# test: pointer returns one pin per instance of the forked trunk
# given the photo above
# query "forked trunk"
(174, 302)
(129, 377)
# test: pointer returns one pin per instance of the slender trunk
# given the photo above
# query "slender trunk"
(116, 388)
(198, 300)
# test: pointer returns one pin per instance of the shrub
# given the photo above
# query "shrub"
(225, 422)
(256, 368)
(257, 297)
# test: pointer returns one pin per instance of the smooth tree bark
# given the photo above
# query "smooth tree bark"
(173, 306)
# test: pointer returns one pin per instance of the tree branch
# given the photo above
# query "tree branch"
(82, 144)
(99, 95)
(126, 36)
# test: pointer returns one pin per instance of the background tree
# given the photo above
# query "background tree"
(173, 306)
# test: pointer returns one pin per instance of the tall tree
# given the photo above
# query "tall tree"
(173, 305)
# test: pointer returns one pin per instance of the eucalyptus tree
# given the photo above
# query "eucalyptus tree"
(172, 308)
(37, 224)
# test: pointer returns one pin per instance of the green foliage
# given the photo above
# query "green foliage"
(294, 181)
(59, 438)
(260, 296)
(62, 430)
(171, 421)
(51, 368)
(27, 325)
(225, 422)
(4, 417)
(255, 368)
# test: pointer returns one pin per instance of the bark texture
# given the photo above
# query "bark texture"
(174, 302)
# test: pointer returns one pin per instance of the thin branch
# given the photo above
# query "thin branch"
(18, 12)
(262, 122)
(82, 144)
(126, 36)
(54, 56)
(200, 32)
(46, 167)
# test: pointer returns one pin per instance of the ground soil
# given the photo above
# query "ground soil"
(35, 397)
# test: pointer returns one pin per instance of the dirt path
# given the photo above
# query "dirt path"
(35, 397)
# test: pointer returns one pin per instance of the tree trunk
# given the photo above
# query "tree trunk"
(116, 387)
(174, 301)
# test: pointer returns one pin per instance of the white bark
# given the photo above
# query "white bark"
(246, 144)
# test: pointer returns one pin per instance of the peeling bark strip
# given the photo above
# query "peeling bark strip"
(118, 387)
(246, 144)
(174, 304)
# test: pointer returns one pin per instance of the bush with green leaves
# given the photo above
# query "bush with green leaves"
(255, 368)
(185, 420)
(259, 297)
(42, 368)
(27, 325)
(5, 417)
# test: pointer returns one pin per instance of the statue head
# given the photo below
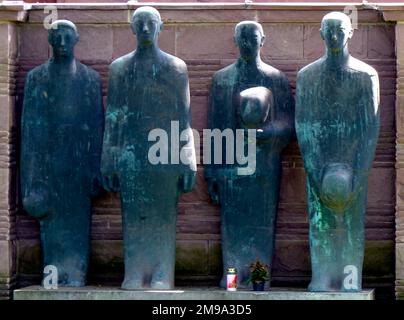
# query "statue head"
(146, 25)
(63, 36)
(249, 38)
(255, 105)
(336, 30)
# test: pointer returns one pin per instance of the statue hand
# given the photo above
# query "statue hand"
(213, 190)
(36, 205)
(188, 181)
(111, 183)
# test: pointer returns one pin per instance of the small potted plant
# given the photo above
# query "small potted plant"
(259, 274)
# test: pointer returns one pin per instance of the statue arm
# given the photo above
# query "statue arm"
(368, 139)
(111, 146)
(280, 131)
(304, 131)
(33, 164)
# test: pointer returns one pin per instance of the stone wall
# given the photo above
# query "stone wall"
(203, 37)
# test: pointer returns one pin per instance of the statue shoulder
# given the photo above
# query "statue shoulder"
(311, 70)
(174, 64)
(359, 66)
(39, 73)
(89, 72)
(271, 71)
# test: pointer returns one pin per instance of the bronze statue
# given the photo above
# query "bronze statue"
(148, 90)
(249, 94)
(337, 125)
(61, 140)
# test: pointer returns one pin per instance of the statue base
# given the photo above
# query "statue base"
(190, 293)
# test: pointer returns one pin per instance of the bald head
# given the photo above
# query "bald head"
(146, 25)
(247, 24)
(249, 37)
(146, 10)
(63, 36)
(336, 30)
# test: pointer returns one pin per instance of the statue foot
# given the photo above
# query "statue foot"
(161, 285)
(161, 281)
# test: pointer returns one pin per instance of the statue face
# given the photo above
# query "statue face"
(336, 33)
(249, 41)
(147, 27)
(63, 39)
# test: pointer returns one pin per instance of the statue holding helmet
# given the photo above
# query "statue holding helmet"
(337, 125)
(249, 94)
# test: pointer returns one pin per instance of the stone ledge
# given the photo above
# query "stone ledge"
(114, 293)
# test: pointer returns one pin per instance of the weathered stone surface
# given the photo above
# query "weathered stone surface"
(191, 258)
(192, 40)
(33, 42)
(95, 43)
(283, 42)
(112, 293)
(381, 41)
(400, 260)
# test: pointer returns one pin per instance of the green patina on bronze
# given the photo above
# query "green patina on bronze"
(249, 94)
(148, 89)
(61, 142)
(337, 125)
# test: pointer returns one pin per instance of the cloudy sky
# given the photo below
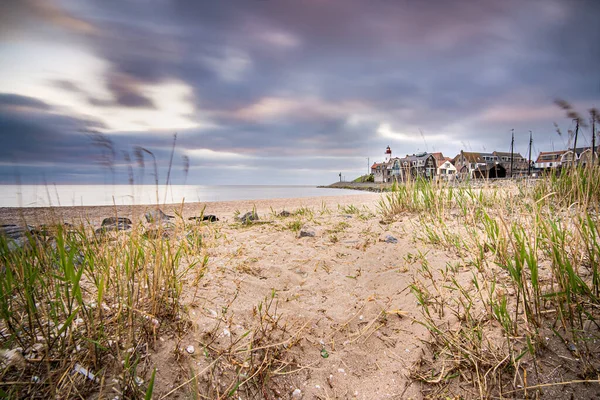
:::
◆ WHAT THE EXERCISE ASKS: Write out the records word for word. Pictures stay out.

◆ ANSWER BOX:
# test: pointer returns one pin per instance of the forked trunk
# given the photo above
# query "forked trunk"
(174, 302)
(129, 377)
# test: pointer returns one pin per instance of the slender trunk
# given the photo above
# query "slender trunk"
(116, 388)
(198, 300)
# test: pointer returns one pin per instance of the shrub
# given the photo above
# query "shrub"
(225, 422)
(256, 368)
(257, 297)
# test: pointer returns one pin per instance of the smooth tree bark
# given the photo above
# query "smooth tree bark"
(173, 306)
# test: pointer returns one pin per instance of the tree branch
# given the photo above
# query "tree branch"
(82, 144)
(99, 95)
(126, 36)
# test: pointer returns one pin per instance of the background tree
# given the photo above
# query "background tree"
(173, 306)
# test: pointer returns one pin per instance of the tall tree
# given the photo above
# query "tall tree"
(173, 305)
# test: pointer returns one pin per instance of the eucalyptus tree
# given the photo above
# query "eucalyptus tree"
(172, 308)
(37, 224)
# test: pointer returns one pin per instance of the green foliage
# given the photo above
# query "green foliage"
(294, 181)
(59, 438)
(260, 296)
(62, 430)
(171, 421)
(51, 368)
(27, 325)
(225, 422)
(4, 417)
(255, 368)
# test: pointer returns one pin per instance of the bark texture
# given the photo above
# query "bark texture"
(174, 302)
# test: pointer returns one pin per instance of the thin branch
# given the photo above
# query "thin branch"
(18, 12)
(262, 122)
(82, 144)
(126, 36)
(54, 56)
(200, 32)
(46, 167)
# test: pointer returns one pin per instance of the ground soil
# given the photo above
# query "ground soil"
(35, 397)
# test: pointer returns one pin per instance of the dirt path
# given the photo above
# query "dirt path"
(35, 397)
# test: pointer returns one pin per instance of the tree trunk
# given the photo above
# query "tree trunk"
(116, 387)
(174, 301)
# test: pointer returns one pin per instance of the white bark
# given the photo above
# query "white bark"
(246, 144)
# test: pointer returns one pin per instance of the peeling bark strip
# given the photo above
# query "peeling bark strip"
(118, 387)
(246, 144)
(174, 304)
# test: pointer returns one pin per instance of the bush with green leaves
# given the photo above
# query "bush with green leaves"
(255, 368)
(185, 420)
(259, 297)
(42, 368)
(27, 325)
(5, 417)
# test: pointer returns one pin per instance of the statue head
# given the photo below
# query "statue head"
(146, 25)
(63, 36)
(249, 38)
(255, 105)
(336, 30)
# test: pointer returns one pin per instance of the statue hand
# given the photo above
# query "statue hand"
(213, 190)
(36, 205)
(188, 181)
(111, 183)
# test: pointer returns one pin per instance of the small potted plant
# given the photo above
# query "small potted plant"
(259, 274)
# test: pointer returns one pin per instance of the statue arm
# given the photo above
# query "statue arm"
(368, 139)
(111, 146)
(280, 131)
(304, 131)
(33, 164)
# test: pointer returns one pin per instance of the stone wall
# given the photo above
# query "stone wall"
(203, 37)
# test: pointer returns one pin per instance of the statue shoulder
# given the photo above
# query "statue shoulder"
(311, 70)
(174, 64)
(359, 66)
(39, 73)
(89, 72)
(271, 71)
# test: pointer returns one pin per instance of the bronze statue
# given the photo above
# query "bronze statue"
(148, 90)
(249, 94)
(337, 125)
(61, 140)
# test: pointer returns one pin per instance of the statue base
# given the photo above
# query "statue base"
(190, 293)
# test: pointer returns one pin per instance of the bald head
# given the photo above
# query "bald head"
(146, 25)
(247, 24)
(249, 37)
(146, 10)
(63, 36)
(336, 30)
# test: pointer returns one pin per instance of the statue foot
# given the photo above
# query "statue foot"
(161, 285)
(161, 281)
# test: pointer returns one pin per instance of the statue face
# given the photo above
# query "statue face"
(336, 33)
(249, 41)
(147, 27)
(63, 39)
# test: pointer returns one pin per instance of the statue holding helmet
# given the photo above
# query "statue holding helmet"
(337, 125)
(249, 94)
# test: pointer returns one pin per instance of the stone ledge
# given the photo above
# query "stone ledge"
(114, 293)
# test: pointer returns one pin per instance of the weathered stone surface
# given the photo above
# query "weathered stone surface"
(191, 258)
(192, 40)
(33, 42)
(95, 43)
(283, 42)
(112, 293)
(381, 41)
(400, 260)
# test: pointer returns one pin per instance of the green patina on bronze
# given the photo above
# query "green patina on bronze"
(249, 94)
(148, 89)
(61, 142)
(337, 125)
# test: pointer returns one pin per instance of the cloudy sky
# given the photo below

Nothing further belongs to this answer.